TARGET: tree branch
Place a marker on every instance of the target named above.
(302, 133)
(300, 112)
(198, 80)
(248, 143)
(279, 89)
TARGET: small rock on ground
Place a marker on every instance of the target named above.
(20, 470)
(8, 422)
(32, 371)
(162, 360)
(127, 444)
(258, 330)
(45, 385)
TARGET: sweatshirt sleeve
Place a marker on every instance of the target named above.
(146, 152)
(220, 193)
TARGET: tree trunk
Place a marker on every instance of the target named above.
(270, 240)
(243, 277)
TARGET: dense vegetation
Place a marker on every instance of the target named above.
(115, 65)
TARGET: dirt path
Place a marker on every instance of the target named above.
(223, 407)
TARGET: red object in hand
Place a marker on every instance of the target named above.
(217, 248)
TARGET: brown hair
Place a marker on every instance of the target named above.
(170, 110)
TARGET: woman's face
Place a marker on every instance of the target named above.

◆ Action item
Copy all lines in the listing above where the string "tree" appears.

◆ Result of the exercise
TARGET: tree branch
TARGET: tree trunk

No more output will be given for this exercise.